[Dataset entries]

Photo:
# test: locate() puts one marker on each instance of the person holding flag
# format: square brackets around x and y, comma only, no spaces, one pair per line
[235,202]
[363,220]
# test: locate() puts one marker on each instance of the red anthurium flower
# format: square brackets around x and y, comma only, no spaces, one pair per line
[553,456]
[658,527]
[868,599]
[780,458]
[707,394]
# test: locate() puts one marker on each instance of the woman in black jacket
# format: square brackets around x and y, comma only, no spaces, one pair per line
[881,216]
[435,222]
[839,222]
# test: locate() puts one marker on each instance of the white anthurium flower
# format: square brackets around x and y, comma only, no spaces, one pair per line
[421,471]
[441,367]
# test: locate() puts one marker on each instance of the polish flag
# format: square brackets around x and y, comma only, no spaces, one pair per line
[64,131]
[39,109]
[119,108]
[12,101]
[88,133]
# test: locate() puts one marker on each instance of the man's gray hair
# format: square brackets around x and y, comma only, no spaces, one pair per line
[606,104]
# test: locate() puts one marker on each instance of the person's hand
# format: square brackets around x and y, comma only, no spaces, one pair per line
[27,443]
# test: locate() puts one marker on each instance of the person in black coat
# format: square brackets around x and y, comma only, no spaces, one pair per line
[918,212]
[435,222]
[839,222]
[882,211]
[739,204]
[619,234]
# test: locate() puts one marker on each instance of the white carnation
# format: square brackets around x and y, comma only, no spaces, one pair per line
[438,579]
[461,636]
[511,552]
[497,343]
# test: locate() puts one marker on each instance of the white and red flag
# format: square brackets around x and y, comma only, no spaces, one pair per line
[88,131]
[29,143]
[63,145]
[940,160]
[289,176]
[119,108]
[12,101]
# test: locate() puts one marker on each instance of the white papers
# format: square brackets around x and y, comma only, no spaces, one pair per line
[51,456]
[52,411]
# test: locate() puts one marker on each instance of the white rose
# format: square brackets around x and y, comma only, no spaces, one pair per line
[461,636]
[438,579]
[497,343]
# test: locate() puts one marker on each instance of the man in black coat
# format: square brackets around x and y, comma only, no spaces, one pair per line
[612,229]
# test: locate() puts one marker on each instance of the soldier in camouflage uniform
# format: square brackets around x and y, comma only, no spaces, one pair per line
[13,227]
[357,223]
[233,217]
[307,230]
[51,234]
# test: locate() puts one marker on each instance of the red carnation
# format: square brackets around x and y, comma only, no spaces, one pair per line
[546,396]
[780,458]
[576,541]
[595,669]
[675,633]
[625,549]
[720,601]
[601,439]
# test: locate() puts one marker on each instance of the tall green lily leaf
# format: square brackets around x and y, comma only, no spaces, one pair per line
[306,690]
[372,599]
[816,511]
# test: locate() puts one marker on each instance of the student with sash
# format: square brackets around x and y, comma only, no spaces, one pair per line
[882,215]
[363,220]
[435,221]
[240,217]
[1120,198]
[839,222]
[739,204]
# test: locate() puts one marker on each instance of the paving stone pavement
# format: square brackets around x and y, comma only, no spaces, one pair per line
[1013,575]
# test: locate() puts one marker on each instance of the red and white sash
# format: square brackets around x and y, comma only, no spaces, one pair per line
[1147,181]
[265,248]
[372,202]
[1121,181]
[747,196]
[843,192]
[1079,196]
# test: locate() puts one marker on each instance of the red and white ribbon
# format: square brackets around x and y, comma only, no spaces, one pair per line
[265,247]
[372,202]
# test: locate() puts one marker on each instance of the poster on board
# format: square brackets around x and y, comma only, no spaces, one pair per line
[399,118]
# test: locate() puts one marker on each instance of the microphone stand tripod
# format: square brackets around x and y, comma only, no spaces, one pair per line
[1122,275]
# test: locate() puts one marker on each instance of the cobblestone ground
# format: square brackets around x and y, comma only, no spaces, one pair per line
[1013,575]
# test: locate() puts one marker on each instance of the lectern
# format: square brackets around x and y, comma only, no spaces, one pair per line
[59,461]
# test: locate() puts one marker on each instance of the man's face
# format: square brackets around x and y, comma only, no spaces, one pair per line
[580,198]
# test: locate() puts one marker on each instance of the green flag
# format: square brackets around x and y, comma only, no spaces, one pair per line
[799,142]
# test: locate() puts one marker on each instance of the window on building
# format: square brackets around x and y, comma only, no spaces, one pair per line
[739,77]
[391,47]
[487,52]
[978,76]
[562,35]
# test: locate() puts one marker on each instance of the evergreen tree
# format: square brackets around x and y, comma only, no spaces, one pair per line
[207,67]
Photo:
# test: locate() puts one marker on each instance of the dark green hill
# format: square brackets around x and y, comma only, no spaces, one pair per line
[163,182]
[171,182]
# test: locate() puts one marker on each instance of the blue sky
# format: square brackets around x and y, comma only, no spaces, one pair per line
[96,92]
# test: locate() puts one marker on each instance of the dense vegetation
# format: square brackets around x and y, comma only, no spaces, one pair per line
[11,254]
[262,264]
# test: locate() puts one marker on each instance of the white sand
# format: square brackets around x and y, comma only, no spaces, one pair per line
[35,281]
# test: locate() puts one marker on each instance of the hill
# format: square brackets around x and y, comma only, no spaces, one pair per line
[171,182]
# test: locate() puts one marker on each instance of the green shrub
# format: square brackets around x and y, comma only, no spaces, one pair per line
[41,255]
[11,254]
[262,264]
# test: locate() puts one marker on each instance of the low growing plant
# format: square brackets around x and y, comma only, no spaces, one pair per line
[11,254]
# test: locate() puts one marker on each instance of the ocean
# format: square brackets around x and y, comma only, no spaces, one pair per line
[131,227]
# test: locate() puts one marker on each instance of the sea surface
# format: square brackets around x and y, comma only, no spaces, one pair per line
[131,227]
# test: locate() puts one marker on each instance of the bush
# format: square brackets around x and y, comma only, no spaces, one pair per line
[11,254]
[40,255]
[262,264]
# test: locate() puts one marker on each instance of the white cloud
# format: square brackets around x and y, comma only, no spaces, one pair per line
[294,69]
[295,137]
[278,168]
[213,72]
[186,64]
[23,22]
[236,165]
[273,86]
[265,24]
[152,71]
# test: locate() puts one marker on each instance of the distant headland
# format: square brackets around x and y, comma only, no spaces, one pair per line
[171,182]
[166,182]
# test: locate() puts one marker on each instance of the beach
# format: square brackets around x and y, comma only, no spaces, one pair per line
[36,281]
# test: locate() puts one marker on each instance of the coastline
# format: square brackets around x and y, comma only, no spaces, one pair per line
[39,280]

- **What to do**: Print the entries again so that each one matches exactly.

- **Task response**:
Photo:
# test: locate() puts one marker on each instance of the person holding flag
# format: square brackets around x and y, comma only, no spaces, one pair per line
[235,202]
[363,220]
# test: locate() puts one marker on each instance of the red anthurium flower
# format: square brackets around x and y, comma only, no spaces, one pair per line
[553,456]
[658,527]
[868,599]
[780,458]
[707,394]
# test: locate() puts one marker on each instance of the woman in black jacket
# format: square brackets around x and y, comma only, no spaces, one pair per line
[881,216]
[435,222]
[839,222]
# test: locate() puts one marker on each instance of the white anthurium flower
# format: square brackets around x and y, comma only, no spaces, one pair per line
[421,471]
[441,367]
# test: locate() puts one marker on each instance of the polish flag
# format: square brackets around x and y, comma only, no spaces, one pair per line
[64,131]
[39,109]
[119,108]
[12,101]
[88,133]
# test: locate() puts one marker on each instance of the man's gray hair
# format: square brackets around x and y, comma only, no spaces, one pair per line
[606,104]
# test: locate() puts one marker on each instance of the person's hand
# format: square brackets around x and y, comma only, no spaces, one pair per line
[27,443]
# test: locate() puts one marker on each instance of the person in black coat
# format: square brackets around x and y, comma only, no spaces, one pair per line
[918,212]
[435,222]
[839,222]
[882,211]
[739,204]
[619,234]
# test: locate() puts one marker on each instance of the white carnation
# format: square brackets around x and y, comma only, no spaces, one pair per line
[438,579]
[461,636]
[511,552]
[497,343]
# test: locate() puts one marker on each instance of the white and red flag
# format: square brackets around x and y, comma only, no spaces, one pair per line
[88,131]
[29,143]
[63,145]
[940,160]
[289,176]
[119,108]
[12,101]
# test: locate() puts one marker on each instance of the white papers
# format: square brackets around x and y, comma only, no spaces, one pair per line
[51,456]
[52,411]
# test: locate() puts one marker on each instance of the white rose
# format: square brackets around x and y, comma only, no spaces, one pair per line
[461,636]
[438,579]
[497,343]
# test: locate() puts one marker on each instance of the man in black coat
# format: square brackets around x and y, comma only, no spaces, one pair per line
[612,229]
# test: locate() puts one marker on each instance of the soldier in camouflage uniform
# format: square brackets around x and y, comma only, no spaces, one pair per line
[13,227]
[357,223]
[233,217]
[307,230]
[51,234]
# test: locate() puts one marker on each instance of the red carnation
# format: square brackets around x and y, comma only, no spaces, one pair per line
[546,396]
[780,458]
[576,541]
[595,669]
[675,633]
[625,549]
[720,601]
[601,439]
# test: locate() puts one marker on each instance of the tall green lily leaf
# format: square brackets around x and y, comma only, no spaces, one pair per line
[306,690]
[372,599]
[816,511]
# test: locate() puts one marker on each instance of the student with sash
# format: square brackets around x and y, comma only, no spaces, one pair per line
[882,215]
[363,220]
[435,221]
[240,217]
[1120,198]
[839,222]
[739,204]
# test: locate() puts one marker on each instance of the paving stone pavement
# format: square brackets around x and y, comma only, no spaces, one pair per line
[1013,575]
# test: locate() puts one marker on each instance of the red and white sash
# format: square brackets around x and y, comma only, no spaces, one pair per line
[1147,181]
[265,248]
[372,202]
[1121,181]
[747,196]
[843,192]
[1079,196]
# test: locate() puts one marker on each instance of the red and white ribbon
# format: square brackets around x and y, comma only, no spaces, one pair per line
[265,247]
[372,202]
# test: locate() puts one marker on each instance of the poster on board
# format: square brackets around x and y, comma only, no spaces, one pair per line
[399,118]
# test: locate() puts one marker on each instance of the microphone stand tripod
# format: square brackets around x and y, comma only, no spaces, one pair per line
[1122,275]
# test: locate() puts one marker on each instance of the cobblestone ground
# format: square brackets around x and y, comma only, no spaces, one pair per line
[1013,575]
# test: locate() puts one marker on each instance of the lectern
# format: square brackets around x and y, comma only, no spaces, one pair per line
[59,461]
# test: locate() puts one marker on each instance of the man's face
# format: square brackets around x and y, comma only, no spaces, one pair per line
[580,198]
# test: locate() puts one marker on each instance of the green flag
# format: square brackets around x and y, comma only, no spaces, one pair per line
[799,142]
# test: locate() puts one marker on each instance of the window on building
# format: square brackets around x and y, comma only, no spaces, one pair per line
[739,77]
[391,47]
[487,52]
[978,76]
[562,35]
# test: locate() puts one marker on each instance of the evergreen tree
# format: square brackets around x and y, comma only, no spaces, one pair per line
[207,67]
Photo:
# test: locate() puts one marker on each instance of the dark green hill
# format: square brackets around x and y, comma only, no spaces, one pair per line
[163,182]
[171,182]
# test: locate() puts one marker on each instance of the blue sky
# format: square brackets around x and y, comma only, no spaces, one pair per line
[96,92]
# test: locate() puts one marker on each instance of the dense vegetation
# format: square brackets around x and y, comma only, no spaces, one pair per line
[11,254]
[262,264]
# test: locate() puts one marker on each instance of the white sand
# format: square brackets around x and y, comma only, no spaces, one pair per line
[35,281]
# test: locate() puts one marker on each instance of the hill
# format: square brackets around x and y, comma only, no spaces, one pair per line
[171,182]
# test: locate() puts one marker on each instance of the green shrub
# format: square brackets around x and y, comma only, no spaces, one pair per line
[41,255]
[11,254]
[262,264]
# test: locate() puts one marker on each instance of the low growing plant
# format: square brackets around x and y, comma only, no spaces, one pair per line
[11,254]
# test: locate() puts one marker on each instance of the ocean
# format: square brackets around x and y, comma only, no spaces, one pair per line
[131,227]
# test: locate() puts one marker on each instance of the sea surface
# format: square brackets around x and y, comma only, no spaces, one pair per line
[131,227]
# test: locate() puts one marker on each instance of the bush
# format: square brackets around x and y, comma only, no spaces, one pair per line
[11,254]
[40,255]
[262,264]
# test: locate() puts one marker on each instance of the white cloud
# format: square brackets around x and y, comma only, no spaces, one pair per line
[294,69]
[295,137]
[278,168]
[213,72]
[186,64]
[23,22]
[236,165]
[273,86]
[265,24]
[152,71]
# test: locate() puts one marker on each instance of the distant headland
# format: square brackets around x and y, comma only, no spaces, one pair per line
[171,182]
[166,182]
# test: locate() puts one marker on each instance of the beach
# format: square brackets around x and y, comma only, no spaces, one pair per line
[36,281]
# test: locate() puts one marker on each instance of the coastline
# format: square brackets around x and y, comma only, no spaces, one pair per line
[39,280]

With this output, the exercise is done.